++++ EXERCISE INPUTS
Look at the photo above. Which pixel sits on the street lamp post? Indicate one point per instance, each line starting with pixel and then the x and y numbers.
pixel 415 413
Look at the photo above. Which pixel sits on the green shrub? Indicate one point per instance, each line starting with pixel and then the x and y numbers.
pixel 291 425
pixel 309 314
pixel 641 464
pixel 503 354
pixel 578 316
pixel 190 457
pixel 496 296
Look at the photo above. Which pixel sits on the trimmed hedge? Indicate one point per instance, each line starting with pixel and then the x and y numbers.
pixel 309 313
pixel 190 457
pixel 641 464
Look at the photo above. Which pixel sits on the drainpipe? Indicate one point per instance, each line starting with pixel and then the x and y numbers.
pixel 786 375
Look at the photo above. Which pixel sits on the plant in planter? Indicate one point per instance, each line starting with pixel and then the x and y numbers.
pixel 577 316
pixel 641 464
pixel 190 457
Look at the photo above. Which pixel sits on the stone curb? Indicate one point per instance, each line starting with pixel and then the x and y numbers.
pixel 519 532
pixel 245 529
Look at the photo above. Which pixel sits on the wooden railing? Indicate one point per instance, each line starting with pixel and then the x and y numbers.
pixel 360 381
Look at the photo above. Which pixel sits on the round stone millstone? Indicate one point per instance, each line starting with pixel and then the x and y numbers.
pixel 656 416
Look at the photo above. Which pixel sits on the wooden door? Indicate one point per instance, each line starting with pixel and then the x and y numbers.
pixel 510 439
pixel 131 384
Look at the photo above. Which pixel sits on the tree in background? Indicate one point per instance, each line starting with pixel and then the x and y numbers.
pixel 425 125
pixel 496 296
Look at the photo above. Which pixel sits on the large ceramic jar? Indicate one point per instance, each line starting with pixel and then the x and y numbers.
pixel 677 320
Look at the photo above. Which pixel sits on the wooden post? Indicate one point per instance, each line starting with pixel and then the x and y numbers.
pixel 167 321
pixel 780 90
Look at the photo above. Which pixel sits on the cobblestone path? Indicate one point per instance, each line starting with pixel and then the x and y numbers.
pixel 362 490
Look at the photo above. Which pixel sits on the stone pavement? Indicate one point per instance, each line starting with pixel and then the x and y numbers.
++++++++
++++ EXERCISE INPUTS
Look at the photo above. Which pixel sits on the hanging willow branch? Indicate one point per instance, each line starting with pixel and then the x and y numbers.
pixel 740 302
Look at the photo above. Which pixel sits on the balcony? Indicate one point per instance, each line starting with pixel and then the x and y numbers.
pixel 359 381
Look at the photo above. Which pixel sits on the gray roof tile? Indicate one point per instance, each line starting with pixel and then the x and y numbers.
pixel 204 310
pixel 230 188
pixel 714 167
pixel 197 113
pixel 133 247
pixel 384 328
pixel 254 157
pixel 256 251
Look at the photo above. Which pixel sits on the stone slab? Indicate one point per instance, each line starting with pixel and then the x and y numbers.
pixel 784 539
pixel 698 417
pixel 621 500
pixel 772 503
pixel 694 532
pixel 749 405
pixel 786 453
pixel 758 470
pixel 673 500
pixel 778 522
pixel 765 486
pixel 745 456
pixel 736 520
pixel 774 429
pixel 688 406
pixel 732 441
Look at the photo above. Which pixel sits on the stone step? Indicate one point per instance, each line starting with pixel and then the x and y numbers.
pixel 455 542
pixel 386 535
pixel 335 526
++++++++
▸ **TASK REQUIREMENTS**:
From the material above, set down exactly the lines starting at the one with "Look at the photo above. Which pixel sits on the round" and ending at the one with "the stone pavement?", end lines included.

▸ **OUTPUT**:
Look at the photo above. Which pixel sits on the round stone millstone? Indicate one point per instance, each line starting with pixel and then the x and y numbers.
pixel 656 416
Look at the photo above. Which pixel sits on the wooden door? Indicate one point per instance, each line starting with pixel and then the x and y numbers.
pixel 510 439
pixel 131 384
Look at the photo above. Which pixel sits on the tree in background? Indicate one point per instance, each line starting with pixel and then the x and y numbers.
pixel 425 125
pixel 496 296
Look at the photo above. Which pixel sits on the large ceramic jar? Indicate one point per instance, each line starting with pixel and then the x and y numbers.
pixel 677 320
Look at the photo above. Which pixel sits on the wooden post? Indicate one point per instance, each line starting with pixel and then the x and y numbers.
pixel 167 321
pixel 780 90
Look at the photo above. Which pixel sits on the cobblestone path? Indicate one point per instance, each line starting with pixel and then the x and y numbers.
pixel 362 490
Look at the photo above. Which pixel sits on the stone pavement? Indicate one point per instance, each line starting with pixel and then the x and y numbers.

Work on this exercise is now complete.